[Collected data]

────────

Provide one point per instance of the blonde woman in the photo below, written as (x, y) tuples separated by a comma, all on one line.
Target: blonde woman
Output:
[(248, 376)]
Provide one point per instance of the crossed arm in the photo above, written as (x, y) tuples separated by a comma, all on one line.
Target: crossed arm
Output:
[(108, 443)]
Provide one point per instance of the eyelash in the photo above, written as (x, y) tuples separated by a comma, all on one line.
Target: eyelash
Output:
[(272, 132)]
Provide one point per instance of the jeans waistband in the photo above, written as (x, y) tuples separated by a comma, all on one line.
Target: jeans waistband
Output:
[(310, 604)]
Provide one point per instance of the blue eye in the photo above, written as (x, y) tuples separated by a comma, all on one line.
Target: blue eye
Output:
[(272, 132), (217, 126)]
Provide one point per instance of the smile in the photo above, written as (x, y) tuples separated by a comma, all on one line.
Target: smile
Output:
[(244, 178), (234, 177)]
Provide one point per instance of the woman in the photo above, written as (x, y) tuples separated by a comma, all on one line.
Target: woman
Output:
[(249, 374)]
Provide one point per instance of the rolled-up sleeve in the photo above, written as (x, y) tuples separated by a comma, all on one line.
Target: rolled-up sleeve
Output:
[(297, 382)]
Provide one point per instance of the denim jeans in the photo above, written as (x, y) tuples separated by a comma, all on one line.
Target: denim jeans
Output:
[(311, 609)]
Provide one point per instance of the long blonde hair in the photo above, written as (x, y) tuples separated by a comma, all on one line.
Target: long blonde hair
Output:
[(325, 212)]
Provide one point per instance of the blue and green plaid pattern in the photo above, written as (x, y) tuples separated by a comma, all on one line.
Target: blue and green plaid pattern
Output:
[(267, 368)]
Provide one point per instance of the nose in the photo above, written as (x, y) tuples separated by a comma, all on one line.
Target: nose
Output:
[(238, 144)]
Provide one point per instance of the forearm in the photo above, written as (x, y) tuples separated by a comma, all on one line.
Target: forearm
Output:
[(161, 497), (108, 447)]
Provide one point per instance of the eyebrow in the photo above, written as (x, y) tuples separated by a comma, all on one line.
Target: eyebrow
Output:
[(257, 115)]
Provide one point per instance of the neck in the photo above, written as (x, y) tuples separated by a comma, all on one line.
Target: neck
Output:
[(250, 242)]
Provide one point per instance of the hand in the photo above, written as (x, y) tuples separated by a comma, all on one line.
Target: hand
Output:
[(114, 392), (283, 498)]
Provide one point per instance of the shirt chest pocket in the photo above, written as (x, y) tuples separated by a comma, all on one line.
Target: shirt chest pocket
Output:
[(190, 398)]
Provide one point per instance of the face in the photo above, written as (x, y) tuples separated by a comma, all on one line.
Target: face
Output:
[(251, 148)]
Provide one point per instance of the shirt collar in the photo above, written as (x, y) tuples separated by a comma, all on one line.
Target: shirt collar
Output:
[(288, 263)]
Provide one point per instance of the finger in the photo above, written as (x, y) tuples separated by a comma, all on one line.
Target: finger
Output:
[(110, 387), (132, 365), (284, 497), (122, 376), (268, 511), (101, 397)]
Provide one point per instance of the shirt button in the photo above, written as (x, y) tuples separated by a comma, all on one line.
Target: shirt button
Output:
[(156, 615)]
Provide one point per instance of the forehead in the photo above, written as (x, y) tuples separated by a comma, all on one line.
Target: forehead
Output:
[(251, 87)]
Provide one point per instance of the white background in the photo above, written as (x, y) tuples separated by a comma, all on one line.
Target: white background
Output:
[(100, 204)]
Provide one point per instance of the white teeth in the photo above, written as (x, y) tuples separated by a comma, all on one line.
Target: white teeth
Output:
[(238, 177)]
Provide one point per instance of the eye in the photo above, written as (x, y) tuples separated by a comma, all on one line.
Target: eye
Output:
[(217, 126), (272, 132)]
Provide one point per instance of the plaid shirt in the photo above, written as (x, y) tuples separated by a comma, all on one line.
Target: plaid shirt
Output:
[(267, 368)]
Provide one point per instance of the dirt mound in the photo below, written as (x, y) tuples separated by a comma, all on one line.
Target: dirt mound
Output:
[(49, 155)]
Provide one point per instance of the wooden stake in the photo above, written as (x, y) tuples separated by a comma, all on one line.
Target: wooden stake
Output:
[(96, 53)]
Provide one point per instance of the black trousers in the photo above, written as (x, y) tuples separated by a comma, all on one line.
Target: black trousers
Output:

────────

> _WHAT TO WORK ON_
An exact copy of every line above is needed.

> _RESULT OF THIS TASK_
Provide one point per instance of the blonde woman in the photo below, written as (x, y) tuples separated by a comma, all on one line.
Target: blonde woman
Output:
[(248, 376)]
Provide one point per instance of the crossed arm in the photo above, written as (x, y) tuples separated by a comma, all on one line.
Target: crossed arm
Output:
[(108, 443)]
Provide one point per instance of the eyelash in the photo above, written as (x, y) tuples separated by a comma, all on one line.
Target: eyelash
Output:
[(272, 132)]
Provide one point per instance of the jeans waistband in the photo above, written as (x, y) tuples separated by a comma, all on one line.
Target: jeans waistband
Output:
[(310, 604)]
Provide one point per instance of the blue eye in the photo above, written as (x, y) tuples separated by a comma, all on one line.
Target: blue eye
Output:
[(272, 132), (217, 126)]
Provide one point per instance of the smile in the photo above, written as (x, y) tuples separated by a comma, all on one line.
Target: smile
Output:
[(244, 178), (234, 177)]
Provide one point per instance of the woman in the photo above, written as (x, y) tuples separated by a comma, all on one line.
Target: woman
Output:
[(249, 374)]
Provide one point per instance of the rolled-up sleeve in the photo above, written as (x, y) tuples separated by a comma, all on one line.
Target: rolled-up sleeve
Output:
[(297, 382)]
Provide one point per instance of the denim jeans in the photo above, written as (x, y) tuples separated by a comma, all on one line.
Target: denim jeans
Output:
[(311, 609)]
Provide one point per instance of the long blonde hair in the photo above, written as (x, y) tuples separated by a comma, all on one line.
Target: long blonde hair
Output:
[(325, 212)]
Provide one point per instance of the blue and green plaid pattern in the photo above, written as (x, y) tuples separated by a comma, all on one line.
Target: blue and green plaid pattern
Output:
[(267, 368)]
Provide one point per instance of the nose in the photo above, written as (x, y) tuples separated by a comma, all on one line.
Target: nose
Output:
[(238, 144)]
Provide one point per instance of the forearm in the photo above, written as (x, y) tuples separated by a comma, all on one line.
Target: forearm
Output:
[(161, 497), (108, 447)]
Provide one point per instance of the eyebrow in the photo above, written as (x, y) tuples separated by a comma, all on one line.
Target: eyebrow
Output:
[(257, 115)]
Provide one point per instance of the neck in the photo above, written as (x, y) tuples separated by a comma, all on one line.
Target: neck
Output:
[(250, 242)]
Provide one point per instance of the hand in the photo above, written as (x, y) tuples separated by a comma, all on one line.
Target: hand
Output:
[(114, 392), (283, 498)]
Provide one point per instance of the shirt chest pocket in the photo above, written as (x, y) tuples separated by a comma, all on one line.
Target: shirt chest pocket
Output:
[(190, 398)]
Provide one point per instance of the face in the photo above, written as (x, y) tuples separated by a comma, all on one line.
Target: face
Output:
[(251, 148)]
Provide one point per instance of the shirt collar in the photo above, written as (x, y) tuples separated by a comma, all on one line.
Target: shirt collar
Output:
[(288, 263)]
Provide one point per instance of the finger in the photo above, written as (x, y) tuples separated by a comma, all on one line.
Target: finger
Output:
[(110, 387), (132, 365), (284, 497), (122, 376), (268, 511), (101, 397)]
Provide one point per instance of the shirt button in the photo above, written as (x, y) tuples separated by a comma, all on one line.
Target: shirt button
Output:
[(156, 615)]
Provide one point per instance of the forehead in the photo above, written as (x, y) tuples separated by a comma, all on one line.
Target: forehead
Output:
[(251, 87)]
Provide one point per instance of the white background in the photo above, written as (x, y) tuples separated by a comma, all on one line.
Target: white background
Output:
[(100, 204)]
Provide one point per instance of the white teeth in the photo above, written as (x, y) tuples separated by a comma, all on one line.
Target: white teeth
Output:
[(238, 177)]
Provide one point per instance of the eye in the photo above, written as (x, y) tuples separated by a comma, all on one line.
Target: eye
Output:
[(217, 126), (272, 132)]
Provide one point per instance of the plaid shirt in the photo above, written as (x, y) tuples separated by a comma, all on one line.
Target: plaid shirt
Output:
[(267, 368)]
Provide one point per instance of the dirt mound in the photo below, written as (x, y) tuples separated by a comma, all on one line.
Target: dirt mound
Output:
[(49, 155)]
Provide one point per instance of the wooden stake in the photo above, written as (x, y) tuples separated by a comma, all on one line.
Target: wooden stake
Output:
[(96, 53)]
Provide one point per instance of the black trousers in the photo above, written as (x, y) tuples separated by a comma, all on one line.
Target: black trousers
Output:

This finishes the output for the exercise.